## BEGIN Records provided

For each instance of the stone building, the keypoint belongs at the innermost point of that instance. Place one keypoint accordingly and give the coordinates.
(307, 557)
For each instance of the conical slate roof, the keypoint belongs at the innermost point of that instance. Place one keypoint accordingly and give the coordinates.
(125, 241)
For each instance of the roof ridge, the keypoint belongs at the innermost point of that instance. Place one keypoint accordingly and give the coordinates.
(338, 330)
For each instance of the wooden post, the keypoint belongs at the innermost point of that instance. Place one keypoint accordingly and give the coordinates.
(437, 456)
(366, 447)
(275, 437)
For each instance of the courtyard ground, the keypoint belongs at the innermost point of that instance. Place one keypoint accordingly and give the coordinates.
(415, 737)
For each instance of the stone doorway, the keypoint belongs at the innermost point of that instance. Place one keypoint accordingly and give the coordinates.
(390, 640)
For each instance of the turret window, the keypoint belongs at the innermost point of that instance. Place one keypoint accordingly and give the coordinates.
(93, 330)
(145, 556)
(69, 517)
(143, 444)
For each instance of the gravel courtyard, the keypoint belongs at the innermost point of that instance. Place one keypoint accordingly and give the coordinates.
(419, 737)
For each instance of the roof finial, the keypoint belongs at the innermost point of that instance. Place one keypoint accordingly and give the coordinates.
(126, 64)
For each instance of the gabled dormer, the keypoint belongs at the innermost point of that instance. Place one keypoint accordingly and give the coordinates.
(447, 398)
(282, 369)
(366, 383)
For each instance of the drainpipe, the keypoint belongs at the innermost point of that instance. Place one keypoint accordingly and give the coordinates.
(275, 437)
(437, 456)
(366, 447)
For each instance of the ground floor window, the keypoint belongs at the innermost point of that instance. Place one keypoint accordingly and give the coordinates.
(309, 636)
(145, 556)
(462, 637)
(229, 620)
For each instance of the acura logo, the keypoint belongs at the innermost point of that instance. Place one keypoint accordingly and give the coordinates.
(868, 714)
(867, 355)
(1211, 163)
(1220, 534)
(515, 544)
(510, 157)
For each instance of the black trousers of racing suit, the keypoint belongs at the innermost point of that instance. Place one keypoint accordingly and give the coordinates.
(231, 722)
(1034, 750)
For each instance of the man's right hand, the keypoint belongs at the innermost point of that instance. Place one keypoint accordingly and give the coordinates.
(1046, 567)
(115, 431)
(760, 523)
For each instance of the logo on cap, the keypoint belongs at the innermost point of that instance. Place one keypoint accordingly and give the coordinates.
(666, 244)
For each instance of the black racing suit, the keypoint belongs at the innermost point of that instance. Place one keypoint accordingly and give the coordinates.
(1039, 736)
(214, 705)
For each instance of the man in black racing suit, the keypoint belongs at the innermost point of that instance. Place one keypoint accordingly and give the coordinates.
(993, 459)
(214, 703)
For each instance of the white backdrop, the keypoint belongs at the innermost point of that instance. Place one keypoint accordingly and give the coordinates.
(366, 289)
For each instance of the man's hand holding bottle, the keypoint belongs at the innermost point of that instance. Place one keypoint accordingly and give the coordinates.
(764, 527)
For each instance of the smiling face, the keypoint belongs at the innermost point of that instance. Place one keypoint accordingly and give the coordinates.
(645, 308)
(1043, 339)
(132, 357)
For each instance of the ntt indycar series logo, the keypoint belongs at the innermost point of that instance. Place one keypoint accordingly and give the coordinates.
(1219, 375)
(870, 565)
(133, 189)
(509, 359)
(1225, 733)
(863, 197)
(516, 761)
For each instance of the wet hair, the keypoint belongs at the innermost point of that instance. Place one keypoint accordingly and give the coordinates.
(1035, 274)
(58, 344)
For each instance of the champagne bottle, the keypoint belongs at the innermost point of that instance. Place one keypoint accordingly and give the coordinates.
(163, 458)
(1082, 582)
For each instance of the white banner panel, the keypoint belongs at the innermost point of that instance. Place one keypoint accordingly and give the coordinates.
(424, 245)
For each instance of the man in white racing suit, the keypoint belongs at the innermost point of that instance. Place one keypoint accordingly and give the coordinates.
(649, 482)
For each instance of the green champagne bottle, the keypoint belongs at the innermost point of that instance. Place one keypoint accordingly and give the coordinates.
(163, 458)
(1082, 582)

## END Records provided

* _Do this_:
Can you write out again every line from the one containing "For each instance of the man in white" through the end of the records, requests included, with each answer coordinate multiplied by 2.55 and rounded to a whole number (halves rounded up)?

* _Written solution_:
For each instance of the man in white racing suit, the keypoint belongs at the innermost point of that instance. Place one keypoint accordingly and give the coordinates.
(1655, 1229)
For each instance of the green champagne bottle, the keypoint belongs at the innermost point of that instance. Place one keypoint accordingly and give the coordinates.
(416, 1168)
(2759, 1484)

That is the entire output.